* Begin *

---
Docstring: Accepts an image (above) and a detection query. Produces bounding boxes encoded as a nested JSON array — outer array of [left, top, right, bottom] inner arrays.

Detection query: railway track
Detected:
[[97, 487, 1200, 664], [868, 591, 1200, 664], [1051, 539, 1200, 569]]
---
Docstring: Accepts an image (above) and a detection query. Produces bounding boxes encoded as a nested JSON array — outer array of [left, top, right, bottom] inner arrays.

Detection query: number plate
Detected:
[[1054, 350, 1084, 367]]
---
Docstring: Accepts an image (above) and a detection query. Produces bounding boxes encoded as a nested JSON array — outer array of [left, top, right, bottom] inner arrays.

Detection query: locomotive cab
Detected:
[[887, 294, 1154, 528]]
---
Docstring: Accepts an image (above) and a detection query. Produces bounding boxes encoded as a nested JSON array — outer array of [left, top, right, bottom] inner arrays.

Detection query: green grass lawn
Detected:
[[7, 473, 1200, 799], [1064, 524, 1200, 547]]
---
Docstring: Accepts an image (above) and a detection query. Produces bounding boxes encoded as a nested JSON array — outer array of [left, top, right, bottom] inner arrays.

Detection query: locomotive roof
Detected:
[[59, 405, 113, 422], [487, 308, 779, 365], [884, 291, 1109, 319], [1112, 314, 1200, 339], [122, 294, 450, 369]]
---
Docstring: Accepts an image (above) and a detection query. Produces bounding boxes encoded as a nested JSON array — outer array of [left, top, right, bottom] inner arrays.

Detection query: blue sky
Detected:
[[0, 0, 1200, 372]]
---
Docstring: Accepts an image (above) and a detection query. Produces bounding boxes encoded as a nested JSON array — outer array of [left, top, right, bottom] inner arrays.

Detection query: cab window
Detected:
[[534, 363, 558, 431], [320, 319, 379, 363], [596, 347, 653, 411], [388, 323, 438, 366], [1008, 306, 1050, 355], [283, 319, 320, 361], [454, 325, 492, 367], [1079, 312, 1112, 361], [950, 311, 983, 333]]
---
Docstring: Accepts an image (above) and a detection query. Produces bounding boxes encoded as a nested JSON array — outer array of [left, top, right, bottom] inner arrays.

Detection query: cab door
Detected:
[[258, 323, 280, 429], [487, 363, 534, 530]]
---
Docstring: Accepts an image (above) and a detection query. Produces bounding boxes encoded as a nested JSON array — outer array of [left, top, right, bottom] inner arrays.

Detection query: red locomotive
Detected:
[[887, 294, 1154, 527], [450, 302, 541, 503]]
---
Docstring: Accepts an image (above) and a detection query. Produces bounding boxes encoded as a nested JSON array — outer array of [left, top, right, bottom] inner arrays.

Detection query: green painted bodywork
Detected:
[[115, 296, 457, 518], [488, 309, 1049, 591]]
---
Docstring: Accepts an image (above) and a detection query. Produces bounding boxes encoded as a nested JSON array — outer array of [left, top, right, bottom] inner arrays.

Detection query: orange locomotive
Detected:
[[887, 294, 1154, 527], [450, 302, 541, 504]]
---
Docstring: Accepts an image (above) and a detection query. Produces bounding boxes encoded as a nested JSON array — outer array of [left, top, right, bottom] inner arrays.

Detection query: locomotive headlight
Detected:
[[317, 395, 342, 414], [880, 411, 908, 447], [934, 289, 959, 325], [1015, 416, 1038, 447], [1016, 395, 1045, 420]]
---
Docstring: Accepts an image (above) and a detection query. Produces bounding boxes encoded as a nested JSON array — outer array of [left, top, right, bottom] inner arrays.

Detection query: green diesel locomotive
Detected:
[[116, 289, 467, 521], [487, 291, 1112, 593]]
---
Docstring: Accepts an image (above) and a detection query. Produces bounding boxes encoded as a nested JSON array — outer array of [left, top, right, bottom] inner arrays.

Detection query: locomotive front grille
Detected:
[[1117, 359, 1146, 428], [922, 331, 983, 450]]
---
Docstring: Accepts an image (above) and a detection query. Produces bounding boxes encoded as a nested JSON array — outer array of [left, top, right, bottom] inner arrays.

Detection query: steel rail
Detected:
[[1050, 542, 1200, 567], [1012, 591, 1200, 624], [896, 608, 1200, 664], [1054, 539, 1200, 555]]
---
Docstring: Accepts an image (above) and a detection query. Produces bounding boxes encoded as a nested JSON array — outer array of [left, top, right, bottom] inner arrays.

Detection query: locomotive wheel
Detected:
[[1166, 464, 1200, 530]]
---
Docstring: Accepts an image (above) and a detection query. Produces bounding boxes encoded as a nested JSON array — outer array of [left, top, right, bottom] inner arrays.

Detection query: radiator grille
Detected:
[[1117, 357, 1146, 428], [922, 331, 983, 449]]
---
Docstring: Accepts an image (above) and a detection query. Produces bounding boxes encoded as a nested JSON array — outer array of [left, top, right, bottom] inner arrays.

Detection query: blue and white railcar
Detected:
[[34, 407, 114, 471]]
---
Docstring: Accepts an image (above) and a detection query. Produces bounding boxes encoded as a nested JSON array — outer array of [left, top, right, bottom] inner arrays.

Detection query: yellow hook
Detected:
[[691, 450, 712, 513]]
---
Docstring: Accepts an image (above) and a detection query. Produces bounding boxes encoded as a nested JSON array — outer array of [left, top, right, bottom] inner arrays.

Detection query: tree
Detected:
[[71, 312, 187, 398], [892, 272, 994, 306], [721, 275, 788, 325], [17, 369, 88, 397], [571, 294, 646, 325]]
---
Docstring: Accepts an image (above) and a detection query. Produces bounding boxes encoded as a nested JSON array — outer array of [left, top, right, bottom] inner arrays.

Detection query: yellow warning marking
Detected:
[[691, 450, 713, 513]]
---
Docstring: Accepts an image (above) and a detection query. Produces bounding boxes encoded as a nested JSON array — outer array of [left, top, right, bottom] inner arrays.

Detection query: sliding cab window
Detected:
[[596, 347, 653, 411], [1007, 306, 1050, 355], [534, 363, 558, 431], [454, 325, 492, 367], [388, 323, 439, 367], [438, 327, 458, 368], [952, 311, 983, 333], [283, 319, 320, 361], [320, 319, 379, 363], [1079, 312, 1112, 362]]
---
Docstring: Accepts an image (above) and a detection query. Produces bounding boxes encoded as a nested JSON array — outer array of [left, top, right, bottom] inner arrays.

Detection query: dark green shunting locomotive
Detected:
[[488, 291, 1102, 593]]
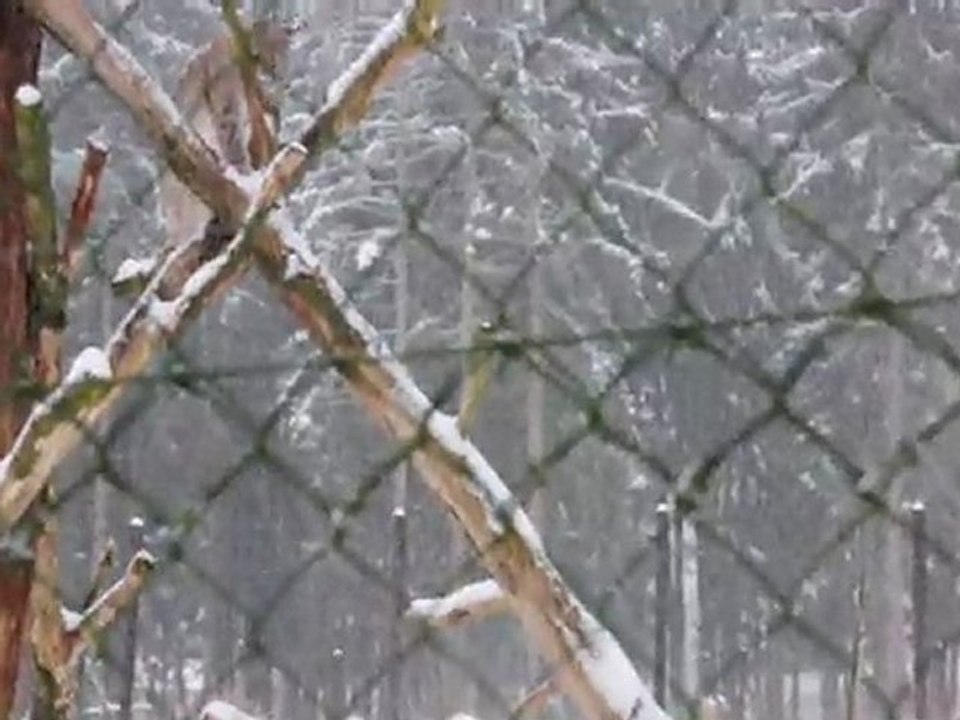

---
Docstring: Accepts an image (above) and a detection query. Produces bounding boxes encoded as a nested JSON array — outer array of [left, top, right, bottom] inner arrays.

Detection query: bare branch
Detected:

* End *

# The request
Rewrite the listing from its first line through the line containing "[[1054, 350, 1084, 367]]", inclusive, keeping every line and adjusting each bounding box coordinate in the detected results by -35. Include nothing beyond those lines.

# Task solution
---
Docstring: Accepts an image (above) and a detection query. Produces bounding boxes encoded as a nested JSON array — outer array of [left, top, right, bottom] inner arrays.

Detection query: railway track
Detected:
[[62, 452, 1165, 629], [833, 556, 1165, 629], [1016, 504, 1165, 534]]
---
Docstring: Accepts an image (above) and a detection query. Produces bounding boxes encoded as a nested JSON array — outer array of [left, top, right, bottom] inner arrays.

Detection query: number plate
Detected:
[[1019, 315, 1049, 332]]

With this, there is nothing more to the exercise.